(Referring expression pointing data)
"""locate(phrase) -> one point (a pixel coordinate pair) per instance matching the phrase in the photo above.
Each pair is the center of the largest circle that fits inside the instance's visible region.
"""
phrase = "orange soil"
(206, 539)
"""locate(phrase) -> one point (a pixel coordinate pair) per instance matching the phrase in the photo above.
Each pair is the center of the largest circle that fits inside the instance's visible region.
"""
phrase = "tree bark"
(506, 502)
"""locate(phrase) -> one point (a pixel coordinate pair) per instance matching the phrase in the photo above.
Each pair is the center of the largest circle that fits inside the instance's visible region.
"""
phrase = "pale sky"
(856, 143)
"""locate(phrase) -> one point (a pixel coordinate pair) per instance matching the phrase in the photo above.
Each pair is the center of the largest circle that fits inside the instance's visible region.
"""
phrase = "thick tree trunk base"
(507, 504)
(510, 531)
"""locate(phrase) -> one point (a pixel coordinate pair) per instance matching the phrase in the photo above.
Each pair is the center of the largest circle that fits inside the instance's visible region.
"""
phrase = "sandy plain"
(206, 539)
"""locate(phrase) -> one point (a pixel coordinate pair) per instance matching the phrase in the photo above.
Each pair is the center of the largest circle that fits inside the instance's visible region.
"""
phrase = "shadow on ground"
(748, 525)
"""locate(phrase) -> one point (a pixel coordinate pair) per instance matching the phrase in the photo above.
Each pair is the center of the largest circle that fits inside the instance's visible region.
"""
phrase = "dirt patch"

TASK DIRECTIONS - Print the records above in full, exactly.

ANSWER SECTION -
"""locate(phrase) -> one point (a pixel coordinate pair) per instance matching the phrase in the photo above.
Each pair is the center of the largest circle that fits inside the instance's visible region.
"""
phrase = "orange soil"
(206, 539)
"""locate(phrase) -> one point (a pixel coordinate pair) per instance matching the phrase in the photo above.
Each pair is the center of the largest circle that fits inside the instance's visible region.
"""
phrase = "tree bark"
(506, 502)
"""locate(phrase) -> one point (a pixel coordinate pair) per instance matching the phrase in the photo above.
Each pair is the center of the largest circle that fits inside the instance's visible region.
"""
phrase = "pale sky"
(856, 143)
"""locate(phrase) -> one point (a pixel coordinate pair) per instance matching the phrase in the photo above.
Each pair is the center of the largest circle that fits inside the instance's visible region.
"""
phrase = "thick tree trunk base"
(507, 504)
(510, 531)
"""locate(phrase) -> one point (a pixel coordinate pair) per instance matching the phrase in the photo above.
Each pair is the center of the largest circle that fits inside the instance's visible region.
"""
phrase = "sandy plain"
(206, 539)
"""locate(phrase) -> one point (a pixel coordinate pair) per instance matching the phrase in the photo above.
Each pair is the center of the largest circle that fits inside the instance's visible region.
"""
phrase = "shadow on ground"
(748, 525)
"""locate(phrase) -> one point (a pixel coordinate pair) per instance matching the phrase in the photo above.
Each pair is the center of the largest circle that fits inside the instance's visible region.
"""
phrase = "dirt patch"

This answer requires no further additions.